§ REQUIRED ACTIONS
• a. Answer these questions about the WebGPU buffer upload thread.
(i) In which commit was setSubData() removed?
(ii) What would creating a buffer with createBufferMapped() in each rAF() cause, according to the opening post?
(iii) What does kdashg say is the only reason this is a problem?
• b. List every line of the listing that contains the string "metal". Case counts.

§ PROVIDED TEXT
-- Start --
Make it easier to upload data into buffers correctly #418

litherum · 2019-08-20T23:05:41Z

setSubData() was removed in de471bf. We should consider adding it back for two reasons, neither of which were stated during the discussion when it was removed:

Babylon.js uses it, and the Google WebGPU demos use it, so it must be useful. These demos represent a significant percentage (> 50%?) of the public WebGPU examples we know about.
Without it, we would have API that’s easier to use incorrectly than to use correctly.

It is common practice in WebGL and native 3D graphics APIs to upload data for the current frame which commands are being recording commands for. Indeed, in WebGPU, have an implicit present after rAF() returns, so being able to upload your uniforms (or whatever) to a buffer before rAF() returns is important.

Using mapWriteAsync() requires you to wait on a promise, so if you do the naive thing and just wait on the promise inside rAF(), you’ll miss your present. Instead, the easiest way without setSubData() to upload data for the current frame would be to createBufferMapped() in each rAF(), which is unfortunate because it would cause runaway video memory growth. For small apps, this growth probably wouldn’t manifest as a performance problem, but would manifest as a battery life problem. The correct way to do it with mapWriteAsync() is for the application to create a pool of previously-mapped buffers, and manage the pool’s lifetime, state tracking, growth, etc. I’d expect the big engines to get this right, but I would expect most WebGPU applications would just do the simple bad thing of calling createBufferMapped() in each rAF(), which is an anti-pattern. If we gave them setSubData(), it’s more likely that more apps would actually do the right thing.

(You may say: “Why don’t we just make createBufferMapped() smart enough to recycle buffers?” However, this requires there to be a garbage collection every few frames, which would cause more problems than it would solve. Garbage collections often don’t occur until the system is running low on memory, which is way too late to be able to recycle these buffers reasonably.)

I’m just worried about a potential proliferation of WebGPU websites that have pathological memory growth because it's easier to write than to do the correct thing. The problem is potentially large because roughly every WebGPU application is going to want to upload a new set of uniforms for each frame, so potentially every app is going to be tempted to do the wrong thing.

Preview | Diff

Revert of de471bf.

kdashg · 2019-08-21T00:08:02Z

This is only a problem because we forced mapping through a promise, so I think we should consider not doing that.

kdashg · 2019-08-21T00:09:07Z

Functionally speaking, this is the same as createBufferMapped with an additional expectation that "the browser will do the right thing" without the app being clear about precisely what it wants the browser to do, which is an antipattern I hope to prevent.

kdashg

We'll revisit this in a meeting, but I'll be clear that I am unconvinced on this.

litherum · 2019-08-21T01:57:45Z

This is only a problem because we forced mapping through a promise, so I think we should consider not doing that.

What do you propose instead? Preserving portability / safety properties are more important than runaway memory growth.

without the app being clear about precisely what it wants the browser to do

It's more important that we don't create an ecosystem of poorly performing / behaving apps than our APIs adhering to a philosophy.
-- End --
Named object pointing entries
-- Start --
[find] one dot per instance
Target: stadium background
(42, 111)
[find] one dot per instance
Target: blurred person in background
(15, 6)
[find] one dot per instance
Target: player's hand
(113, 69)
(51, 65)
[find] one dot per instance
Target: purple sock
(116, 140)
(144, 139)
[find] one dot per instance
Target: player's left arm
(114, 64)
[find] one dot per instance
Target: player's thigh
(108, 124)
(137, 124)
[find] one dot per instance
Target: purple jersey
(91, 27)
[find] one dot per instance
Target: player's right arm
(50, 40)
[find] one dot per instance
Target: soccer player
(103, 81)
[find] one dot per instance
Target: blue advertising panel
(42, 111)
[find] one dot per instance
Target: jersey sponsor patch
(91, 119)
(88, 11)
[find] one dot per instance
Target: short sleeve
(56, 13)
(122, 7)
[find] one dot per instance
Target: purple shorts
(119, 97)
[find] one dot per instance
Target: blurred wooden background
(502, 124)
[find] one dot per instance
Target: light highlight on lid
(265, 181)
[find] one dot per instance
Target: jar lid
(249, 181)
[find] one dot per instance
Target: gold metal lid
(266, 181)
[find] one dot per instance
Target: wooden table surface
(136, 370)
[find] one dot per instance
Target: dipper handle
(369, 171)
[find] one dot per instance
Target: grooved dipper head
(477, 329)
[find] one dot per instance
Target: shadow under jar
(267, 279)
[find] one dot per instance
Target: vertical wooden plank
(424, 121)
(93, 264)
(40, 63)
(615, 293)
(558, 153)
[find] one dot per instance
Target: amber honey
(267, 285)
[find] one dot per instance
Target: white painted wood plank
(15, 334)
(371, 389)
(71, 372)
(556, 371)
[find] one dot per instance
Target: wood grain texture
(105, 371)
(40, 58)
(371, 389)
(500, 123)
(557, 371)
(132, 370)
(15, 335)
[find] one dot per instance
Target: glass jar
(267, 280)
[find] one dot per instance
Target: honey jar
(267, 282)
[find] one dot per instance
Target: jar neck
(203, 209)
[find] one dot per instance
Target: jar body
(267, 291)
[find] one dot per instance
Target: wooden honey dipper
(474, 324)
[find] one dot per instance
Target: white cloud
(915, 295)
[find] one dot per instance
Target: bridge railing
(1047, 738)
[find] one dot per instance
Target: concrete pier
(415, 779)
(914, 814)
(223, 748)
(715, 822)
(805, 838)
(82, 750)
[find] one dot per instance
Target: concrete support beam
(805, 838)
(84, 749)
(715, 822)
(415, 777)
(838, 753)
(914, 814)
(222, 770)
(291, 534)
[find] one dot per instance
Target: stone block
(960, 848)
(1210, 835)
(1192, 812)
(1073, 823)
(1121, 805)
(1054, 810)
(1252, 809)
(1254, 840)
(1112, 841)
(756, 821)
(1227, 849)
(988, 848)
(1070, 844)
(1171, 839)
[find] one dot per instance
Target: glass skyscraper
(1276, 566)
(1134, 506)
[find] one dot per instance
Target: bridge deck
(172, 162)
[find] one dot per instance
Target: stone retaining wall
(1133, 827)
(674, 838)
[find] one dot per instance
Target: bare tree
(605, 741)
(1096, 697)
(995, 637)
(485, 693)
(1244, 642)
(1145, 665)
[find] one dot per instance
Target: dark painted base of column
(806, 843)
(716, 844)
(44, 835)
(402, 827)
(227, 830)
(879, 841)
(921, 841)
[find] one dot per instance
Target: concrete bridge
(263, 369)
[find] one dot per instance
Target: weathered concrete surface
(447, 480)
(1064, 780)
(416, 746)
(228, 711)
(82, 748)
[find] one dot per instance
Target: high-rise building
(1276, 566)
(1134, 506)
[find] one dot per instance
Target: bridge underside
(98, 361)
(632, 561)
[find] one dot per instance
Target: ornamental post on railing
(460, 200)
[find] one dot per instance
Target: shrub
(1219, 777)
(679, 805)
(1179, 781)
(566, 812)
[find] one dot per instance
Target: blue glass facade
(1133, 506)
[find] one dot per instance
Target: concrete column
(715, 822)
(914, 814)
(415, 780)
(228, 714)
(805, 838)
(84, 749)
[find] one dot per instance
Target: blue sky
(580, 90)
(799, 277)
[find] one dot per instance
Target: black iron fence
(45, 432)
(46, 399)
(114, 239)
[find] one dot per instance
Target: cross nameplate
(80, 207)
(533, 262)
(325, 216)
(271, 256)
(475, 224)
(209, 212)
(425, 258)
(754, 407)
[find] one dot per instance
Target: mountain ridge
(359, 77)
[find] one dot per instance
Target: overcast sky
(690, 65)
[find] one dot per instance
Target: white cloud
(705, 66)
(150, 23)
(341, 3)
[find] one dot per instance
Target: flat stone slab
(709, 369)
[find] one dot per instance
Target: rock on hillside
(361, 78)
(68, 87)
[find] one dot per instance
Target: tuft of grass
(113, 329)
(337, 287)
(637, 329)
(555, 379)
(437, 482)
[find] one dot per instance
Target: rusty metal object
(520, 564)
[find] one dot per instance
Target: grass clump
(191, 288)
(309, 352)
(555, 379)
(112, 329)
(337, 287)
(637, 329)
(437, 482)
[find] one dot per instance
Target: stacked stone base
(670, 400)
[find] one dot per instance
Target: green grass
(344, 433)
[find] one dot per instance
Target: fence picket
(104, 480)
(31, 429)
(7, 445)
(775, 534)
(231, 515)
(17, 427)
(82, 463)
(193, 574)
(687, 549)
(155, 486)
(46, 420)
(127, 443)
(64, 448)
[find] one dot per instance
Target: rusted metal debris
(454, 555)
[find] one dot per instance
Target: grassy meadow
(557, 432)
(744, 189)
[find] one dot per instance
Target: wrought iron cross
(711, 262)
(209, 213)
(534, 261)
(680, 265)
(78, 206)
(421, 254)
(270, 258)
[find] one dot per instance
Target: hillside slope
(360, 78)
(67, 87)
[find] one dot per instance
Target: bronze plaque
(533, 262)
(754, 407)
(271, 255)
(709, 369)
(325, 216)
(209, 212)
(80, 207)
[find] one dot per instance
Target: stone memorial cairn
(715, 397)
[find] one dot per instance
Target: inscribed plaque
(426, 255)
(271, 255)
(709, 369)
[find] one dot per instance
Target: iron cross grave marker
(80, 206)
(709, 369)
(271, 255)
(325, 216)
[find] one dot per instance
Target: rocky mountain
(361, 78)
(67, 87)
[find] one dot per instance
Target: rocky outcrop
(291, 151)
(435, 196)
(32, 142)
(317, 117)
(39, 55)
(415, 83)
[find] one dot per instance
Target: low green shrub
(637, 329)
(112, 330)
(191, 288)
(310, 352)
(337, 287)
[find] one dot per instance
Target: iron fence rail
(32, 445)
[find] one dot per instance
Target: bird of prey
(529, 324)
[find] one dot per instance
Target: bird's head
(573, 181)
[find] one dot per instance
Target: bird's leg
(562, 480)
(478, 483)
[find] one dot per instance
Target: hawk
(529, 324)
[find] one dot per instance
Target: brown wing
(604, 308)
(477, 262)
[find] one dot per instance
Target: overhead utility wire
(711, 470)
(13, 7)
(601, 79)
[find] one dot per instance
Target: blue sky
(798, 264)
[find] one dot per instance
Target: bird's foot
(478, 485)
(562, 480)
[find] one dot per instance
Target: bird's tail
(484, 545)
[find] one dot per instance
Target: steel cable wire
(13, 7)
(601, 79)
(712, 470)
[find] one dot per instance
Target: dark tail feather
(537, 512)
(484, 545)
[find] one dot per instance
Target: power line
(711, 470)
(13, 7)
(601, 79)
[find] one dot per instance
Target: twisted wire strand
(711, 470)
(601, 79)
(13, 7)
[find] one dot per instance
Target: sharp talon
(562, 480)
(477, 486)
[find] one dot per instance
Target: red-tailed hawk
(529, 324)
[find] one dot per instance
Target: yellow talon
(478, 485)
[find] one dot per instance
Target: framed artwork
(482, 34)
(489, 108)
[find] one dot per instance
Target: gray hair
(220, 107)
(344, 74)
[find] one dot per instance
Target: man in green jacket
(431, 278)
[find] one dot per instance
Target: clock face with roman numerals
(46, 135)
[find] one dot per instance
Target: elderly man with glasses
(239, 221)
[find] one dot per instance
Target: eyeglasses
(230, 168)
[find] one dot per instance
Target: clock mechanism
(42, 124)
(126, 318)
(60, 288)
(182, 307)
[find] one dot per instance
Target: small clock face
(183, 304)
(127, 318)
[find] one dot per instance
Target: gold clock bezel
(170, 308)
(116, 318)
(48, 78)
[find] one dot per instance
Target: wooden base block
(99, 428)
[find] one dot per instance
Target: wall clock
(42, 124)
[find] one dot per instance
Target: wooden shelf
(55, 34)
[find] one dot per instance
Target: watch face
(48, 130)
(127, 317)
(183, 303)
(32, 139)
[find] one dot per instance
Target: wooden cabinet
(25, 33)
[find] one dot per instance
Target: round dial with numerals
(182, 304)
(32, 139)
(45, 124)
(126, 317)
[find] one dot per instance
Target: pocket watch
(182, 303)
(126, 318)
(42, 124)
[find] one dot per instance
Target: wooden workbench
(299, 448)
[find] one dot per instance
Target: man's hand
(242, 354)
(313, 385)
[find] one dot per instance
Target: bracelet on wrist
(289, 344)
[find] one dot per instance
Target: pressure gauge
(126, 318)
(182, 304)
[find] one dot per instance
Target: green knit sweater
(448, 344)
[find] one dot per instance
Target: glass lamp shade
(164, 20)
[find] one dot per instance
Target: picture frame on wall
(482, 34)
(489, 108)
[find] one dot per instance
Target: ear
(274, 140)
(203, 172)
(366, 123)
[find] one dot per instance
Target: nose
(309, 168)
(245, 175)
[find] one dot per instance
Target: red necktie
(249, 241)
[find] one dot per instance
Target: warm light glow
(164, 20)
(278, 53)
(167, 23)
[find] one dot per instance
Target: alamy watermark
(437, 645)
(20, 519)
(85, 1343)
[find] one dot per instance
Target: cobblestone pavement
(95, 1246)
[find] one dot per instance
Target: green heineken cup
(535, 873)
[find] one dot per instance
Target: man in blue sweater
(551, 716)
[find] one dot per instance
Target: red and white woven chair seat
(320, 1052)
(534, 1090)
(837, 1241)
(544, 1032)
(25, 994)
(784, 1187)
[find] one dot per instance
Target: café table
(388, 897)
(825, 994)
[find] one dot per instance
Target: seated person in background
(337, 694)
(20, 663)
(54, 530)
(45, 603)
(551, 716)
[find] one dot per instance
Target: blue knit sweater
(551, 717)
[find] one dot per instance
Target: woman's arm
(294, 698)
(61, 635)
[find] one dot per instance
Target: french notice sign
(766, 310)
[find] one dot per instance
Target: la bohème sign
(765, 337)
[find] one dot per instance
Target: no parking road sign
-- End --
§ SET OF ANSWERS
• a.
(i) It was removed in de471bf.
(ii) It would cause runaway video memory growth.
(iii) It is only a problem because mapping was forced through a promise.

• b.
Target: gold metal lid
Target: rusty metal object
Target: rusted metal debris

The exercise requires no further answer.